The residents of Carson, California, have had to endure weeks of a foul stench emanating from the Dominguez Channel. The smell, described by locals as similar to rotten eggs, was first reported on Oct. 3. Now, officials say that the stench was caused by waste from a beauty and wellness product warehouse that caught fire and spilled chemicals into a canal.
The task of determining the cause of the “stench of death” was left to South Coast Air Quality Management District. The agency said on Friday that the warehouse fire on Sept. 30 and subsequent chemical spill caused were at the heart of the matter. The chemicals killed plants and other organisms in and around the canal, producing hydrogen sulfide. This colorless gas is flammable and harmful to human health.
Since the stench began, Carson residents have reported various symptoms. Many have complained of headaches, fatigue and respiratory problems. Some have endured more serious symptoms, such as constant nose bleeds that require hospitalization.

◆ QUESTIONS TO ANSWER:
(A) Can you reproduce the article on the Dominguez Channel stench word for word, starting at "The task of" and ending at "that require hospitalization."?
(B) Can you extend the article on the Dominguez Channel stench, picking up after its last sentence?
The items after this point are separate from the article on the Dominguez Channel stench.

◆ SUPPLIED ENTRIES:

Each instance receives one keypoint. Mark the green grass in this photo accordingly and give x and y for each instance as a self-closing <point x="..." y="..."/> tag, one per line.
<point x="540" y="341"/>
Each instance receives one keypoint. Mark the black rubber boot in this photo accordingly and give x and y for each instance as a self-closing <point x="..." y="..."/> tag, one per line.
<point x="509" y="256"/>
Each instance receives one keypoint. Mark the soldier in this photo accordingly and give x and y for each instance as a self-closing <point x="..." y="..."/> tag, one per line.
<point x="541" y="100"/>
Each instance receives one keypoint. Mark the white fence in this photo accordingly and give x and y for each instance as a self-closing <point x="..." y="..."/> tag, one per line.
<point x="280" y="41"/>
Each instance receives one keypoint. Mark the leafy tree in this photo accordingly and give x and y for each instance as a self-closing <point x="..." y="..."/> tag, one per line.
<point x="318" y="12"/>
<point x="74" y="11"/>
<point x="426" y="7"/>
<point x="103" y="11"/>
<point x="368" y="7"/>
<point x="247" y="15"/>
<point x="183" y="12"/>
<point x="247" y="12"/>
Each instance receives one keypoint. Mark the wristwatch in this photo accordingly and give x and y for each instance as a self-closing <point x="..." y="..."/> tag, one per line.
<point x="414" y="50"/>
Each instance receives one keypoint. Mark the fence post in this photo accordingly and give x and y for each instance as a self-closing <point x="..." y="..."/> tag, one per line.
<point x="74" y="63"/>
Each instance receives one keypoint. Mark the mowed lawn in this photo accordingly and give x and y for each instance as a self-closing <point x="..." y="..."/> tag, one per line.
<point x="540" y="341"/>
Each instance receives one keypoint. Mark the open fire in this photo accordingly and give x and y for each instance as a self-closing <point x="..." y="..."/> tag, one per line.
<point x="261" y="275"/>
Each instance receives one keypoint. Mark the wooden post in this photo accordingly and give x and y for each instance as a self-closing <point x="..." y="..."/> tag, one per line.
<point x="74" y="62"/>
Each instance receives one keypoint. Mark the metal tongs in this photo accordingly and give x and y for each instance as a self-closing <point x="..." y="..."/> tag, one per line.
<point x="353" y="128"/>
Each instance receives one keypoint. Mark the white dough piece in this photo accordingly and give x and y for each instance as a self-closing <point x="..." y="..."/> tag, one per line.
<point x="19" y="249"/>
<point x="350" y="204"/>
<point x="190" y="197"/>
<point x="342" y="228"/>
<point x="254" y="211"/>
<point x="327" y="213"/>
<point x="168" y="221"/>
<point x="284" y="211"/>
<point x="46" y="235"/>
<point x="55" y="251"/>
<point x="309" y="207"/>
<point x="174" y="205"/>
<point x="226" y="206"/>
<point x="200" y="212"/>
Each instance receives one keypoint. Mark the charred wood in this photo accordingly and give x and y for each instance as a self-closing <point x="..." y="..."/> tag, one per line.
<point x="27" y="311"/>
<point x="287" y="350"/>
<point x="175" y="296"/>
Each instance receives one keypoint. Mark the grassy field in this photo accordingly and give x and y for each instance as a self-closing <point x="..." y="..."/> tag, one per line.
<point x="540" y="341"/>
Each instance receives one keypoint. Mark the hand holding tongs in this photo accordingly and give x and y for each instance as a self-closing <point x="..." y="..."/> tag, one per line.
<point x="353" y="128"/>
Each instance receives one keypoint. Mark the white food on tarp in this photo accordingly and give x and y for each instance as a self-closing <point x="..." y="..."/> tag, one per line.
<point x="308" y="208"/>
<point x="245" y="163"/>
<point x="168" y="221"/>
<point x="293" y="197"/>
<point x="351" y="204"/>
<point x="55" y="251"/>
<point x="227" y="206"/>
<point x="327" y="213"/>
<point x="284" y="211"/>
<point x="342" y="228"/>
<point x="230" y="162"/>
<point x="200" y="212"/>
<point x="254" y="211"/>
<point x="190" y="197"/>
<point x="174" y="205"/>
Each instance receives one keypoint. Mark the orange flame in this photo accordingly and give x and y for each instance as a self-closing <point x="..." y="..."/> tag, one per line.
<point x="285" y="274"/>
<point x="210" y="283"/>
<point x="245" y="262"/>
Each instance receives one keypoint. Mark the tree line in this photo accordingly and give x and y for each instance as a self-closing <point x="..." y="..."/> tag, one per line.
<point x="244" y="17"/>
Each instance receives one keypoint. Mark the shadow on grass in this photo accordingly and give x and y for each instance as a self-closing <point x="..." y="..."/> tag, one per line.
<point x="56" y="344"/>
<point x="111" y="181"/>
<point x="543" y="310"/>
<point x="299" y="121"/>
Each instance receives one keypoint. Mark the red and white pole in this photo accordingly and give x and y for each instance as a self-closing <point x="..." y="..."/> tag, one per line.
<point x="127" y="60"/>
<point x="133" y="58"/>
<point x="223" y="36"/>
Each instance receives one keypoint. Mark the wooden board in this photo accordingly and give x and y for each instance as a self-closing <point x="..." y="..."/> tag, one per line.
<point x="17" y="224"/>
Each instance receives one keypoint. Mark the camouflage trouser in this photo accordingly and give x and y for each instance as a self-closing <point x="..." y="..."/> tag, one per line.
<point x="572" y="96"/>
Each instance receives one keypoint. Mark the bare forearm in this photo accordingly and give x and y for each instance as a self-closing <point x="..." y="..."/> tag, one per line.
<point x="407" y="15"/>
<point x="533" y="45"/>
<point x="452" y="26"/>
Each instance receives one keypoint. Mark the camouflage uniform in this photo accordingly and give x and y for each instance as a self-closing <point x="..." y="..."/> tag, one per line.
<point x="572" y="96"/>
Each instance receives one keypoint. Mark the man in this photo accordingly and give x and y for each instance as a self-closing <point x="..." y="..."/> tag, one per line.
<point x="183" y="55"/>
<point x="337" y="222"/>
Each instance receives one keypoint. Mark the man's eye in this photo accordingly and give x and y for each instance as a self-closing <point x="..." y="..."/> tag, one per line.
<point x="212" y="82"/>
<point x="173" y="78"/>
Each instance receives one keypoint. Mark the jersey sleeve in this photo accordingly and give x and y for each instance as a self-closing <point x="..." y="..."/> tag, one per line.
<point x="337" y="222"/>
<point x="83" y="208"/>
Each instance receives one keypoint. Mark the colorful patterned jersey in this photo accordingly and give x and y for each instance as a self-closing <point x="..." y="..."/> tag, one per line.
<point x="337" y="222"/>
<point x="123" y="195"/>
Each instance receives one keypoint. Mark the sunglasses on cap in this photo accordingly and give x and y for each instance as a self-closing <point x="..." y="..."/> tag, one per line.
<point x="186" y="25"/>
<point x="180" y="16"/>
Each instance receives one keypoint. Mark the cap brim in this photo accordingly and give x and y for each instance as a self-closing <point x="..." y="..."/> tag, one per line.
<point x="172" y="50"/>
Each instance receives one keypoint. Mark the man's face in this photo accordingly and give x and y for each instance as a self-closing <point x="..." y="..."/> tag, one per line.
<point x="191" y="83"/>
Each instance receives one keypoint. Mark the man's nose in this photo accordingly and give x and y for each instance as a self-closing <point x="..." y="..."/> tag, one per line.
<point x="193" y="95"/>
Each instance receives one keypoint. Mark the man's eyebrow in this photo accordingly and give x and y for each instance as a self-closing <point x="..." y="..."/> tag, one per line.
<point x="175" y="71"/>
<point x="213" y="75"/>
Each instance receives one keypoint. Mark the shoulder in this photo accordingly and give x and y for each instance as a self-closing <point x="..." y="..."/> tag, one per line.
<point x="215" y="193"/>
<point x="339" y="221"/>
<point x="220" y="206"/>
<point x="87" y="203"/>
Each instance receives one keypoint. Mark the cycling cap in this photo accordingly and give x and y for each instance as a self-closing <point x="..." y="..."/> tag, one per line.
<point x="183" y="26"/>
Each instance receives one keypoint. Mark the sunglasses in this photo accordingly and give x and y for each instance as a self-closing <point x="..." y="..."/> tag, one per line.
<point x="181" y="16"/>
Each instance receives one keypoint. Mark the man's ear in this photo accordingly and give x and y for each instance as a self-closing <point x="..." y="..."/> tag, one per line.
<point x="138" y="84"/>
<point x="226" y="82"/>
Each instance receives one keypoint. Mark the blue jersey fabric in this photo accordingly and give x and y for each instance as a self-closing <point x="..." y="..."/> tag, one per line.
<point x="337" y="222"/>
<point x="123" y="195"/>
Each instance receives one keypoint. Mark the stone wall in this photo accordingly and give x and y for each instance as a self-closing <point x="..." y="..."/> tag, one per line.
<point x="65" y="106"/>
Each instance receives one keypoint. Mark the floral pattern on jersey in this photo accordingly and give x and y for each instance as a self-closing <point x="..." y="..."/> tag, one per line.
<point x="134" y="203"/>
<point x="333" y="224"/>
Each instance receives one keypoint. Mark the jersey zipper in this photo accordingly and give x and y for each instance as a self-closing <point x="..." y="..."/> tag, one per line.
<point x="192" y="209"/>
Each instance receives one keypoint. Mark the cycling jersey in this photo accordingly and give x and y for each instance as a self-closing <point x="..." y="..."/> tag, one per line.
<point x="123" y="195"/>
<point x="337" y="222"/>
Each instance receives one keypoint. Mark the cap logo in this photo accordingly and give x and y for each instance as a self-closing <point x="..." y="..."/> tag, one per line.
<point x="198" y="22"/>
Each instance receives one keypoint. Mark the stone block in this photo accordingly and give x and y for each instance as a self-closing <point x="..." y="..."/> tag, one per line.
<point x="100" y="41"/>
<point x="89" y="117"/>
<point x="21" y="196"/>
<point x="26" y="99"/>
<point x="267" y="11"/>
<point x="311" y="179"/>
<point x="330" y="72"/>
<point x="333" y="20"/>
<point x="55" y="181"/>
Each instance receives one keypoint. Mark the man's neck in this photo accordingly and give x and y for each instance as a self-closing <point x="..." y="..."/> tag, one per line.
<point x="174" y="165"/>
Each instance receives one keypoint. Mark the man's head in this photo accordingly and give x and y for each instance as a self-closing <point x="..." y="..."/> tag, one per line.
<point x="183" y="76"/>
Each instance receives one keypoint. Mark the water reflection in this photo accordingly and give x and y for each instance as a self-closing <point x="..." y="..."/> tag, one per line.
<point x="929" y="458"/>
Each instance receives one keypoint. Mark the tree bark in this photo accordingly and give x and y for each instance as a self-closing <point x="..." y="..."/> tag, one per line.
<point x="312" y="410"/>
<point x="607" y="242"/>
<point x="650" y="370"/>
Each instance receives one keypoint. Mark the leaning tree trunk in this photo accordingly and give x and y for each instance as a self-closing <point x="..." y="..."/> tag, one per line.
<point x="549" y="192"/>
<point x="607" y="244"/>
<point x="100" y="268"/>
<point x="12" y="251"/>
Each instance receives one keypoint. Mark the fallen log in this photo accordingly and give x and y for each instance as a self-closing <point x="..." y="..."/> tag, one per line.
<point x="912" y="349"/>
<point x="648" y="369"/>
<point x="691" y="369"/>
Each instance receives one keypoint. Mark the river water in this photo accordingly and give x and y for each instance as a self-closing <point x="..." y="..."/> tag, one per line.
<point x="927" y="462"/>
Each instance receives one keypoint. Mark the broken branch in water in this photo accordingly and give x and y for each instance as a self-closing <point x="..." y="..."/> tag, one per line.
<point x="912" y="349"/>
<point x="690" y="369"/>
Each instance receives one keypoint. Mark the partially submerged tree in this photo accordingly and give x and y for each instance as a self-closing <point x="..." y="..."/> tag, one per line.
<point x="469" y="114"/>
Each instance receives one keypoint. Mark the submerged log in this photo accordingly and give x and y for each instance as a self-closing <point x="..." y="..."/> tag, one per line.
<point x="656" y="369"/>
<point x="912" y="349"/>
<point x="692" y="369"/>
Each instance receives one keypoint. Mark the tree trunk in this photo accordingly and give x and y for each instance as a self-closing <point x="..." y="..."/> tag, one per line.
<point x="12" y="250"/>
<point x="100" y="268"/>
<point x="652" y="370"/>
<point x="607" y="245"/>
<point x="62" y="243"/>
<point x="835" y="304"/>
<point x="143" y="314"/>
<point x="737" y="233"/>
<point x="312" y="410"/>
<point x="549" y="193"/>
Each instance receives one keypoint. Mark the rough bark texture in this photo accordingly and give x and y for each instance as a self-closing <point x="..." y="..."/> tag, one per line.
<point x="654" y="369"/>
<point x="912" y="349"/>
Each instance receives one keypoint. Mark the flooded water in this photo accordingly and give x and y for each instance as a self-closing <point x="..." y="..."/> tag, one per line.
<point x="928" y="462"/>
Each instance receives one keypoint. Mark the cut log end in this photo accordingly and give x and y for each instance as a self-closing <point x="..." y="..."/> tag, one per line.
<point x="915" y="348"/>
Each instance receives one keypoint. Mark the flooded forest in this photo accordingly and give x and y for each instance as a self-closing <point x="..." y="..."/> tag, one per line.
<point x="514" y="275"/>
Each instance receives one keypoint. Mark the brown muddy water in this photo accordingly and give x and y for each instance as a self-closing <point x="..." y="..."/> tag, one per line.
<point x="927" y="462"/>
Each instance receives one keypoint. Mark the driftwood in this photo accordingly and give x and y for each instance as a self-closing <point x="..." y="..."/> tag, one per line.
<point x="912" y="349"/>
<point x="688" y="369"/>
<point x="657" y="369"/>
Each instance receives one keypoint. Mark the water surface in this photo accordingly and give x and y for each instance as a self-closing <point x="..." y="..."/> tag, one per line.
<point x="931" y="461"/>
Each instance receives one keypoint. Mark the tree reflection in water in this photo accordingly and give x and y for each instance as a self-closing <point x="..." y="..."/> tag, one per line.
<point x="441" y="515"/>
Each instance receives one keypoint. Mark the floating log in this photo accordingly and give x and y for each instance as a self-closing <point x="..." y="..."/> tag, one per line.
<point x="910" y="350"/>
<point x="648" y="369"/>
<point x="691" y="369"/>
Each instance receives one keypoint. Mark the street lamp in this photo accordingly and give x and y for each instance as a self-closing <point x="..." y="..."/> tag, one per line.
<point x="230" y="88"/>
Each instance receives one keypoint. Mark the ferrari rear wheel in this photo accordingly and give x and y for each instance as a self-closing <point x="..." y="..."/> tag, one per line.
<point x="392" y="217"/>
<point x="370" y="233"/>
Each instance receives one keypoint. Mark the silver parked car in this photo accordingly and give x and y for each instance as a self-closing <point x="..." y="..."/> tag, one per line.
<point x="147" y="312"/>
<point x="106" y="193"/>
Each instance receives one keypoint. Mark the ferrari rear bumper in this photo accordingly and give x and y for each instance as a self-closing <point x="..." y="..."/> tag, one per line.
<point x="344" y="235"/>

◆ REPLIES:
(A)
The task of determining the cause of the “stench of death” was left to South Coast Air Quality Management District. The agency said on Friday that the warehouse fire on Sept. 30 and subsequent chemical spill caused were at the heart of the matter. The chemicals killed plants and other organisms in and around the canal, producing hydrogen sulfide. This colorless gas is flammable and harmful to human health.
Since the stench began, Carson residents have reported various symptoms. Many have complained of headaches, fatigue and respiratory problems. Some have endured more serious symptoms, such as constant nose bleeds that require hospitalization.

(B)
The air quality was bad enough to force evacuations. At one point, the levels of hydrogen sulfide reached 7,000 parts per billion, over 230 times recommended levels. To mitigate the situation, the county moved about 3,000 people to hotels. Further, 27,000 air purifiers were given to residents to reduce the scent. Despite these efforts, the residents say the scent persists.
One resident told The Guardian that after returning to her home from the hotel, she started experiencing symptoms again. “Over-the-counter medicine doesn’t help,” Carson resident Ana Meni said. “The only relief I have is to get out of the city. The moment I do, the headaches go away,” said Meni.
Since the stench began, the county has spent over $54 million to provide alternative accommodation, clean the channel and purify the air. If issues continue until March, the cost could rise to over $143 million, according to officials. The county has already issued a notice of violation to the companies behind the pollution, though action has not yet been taken.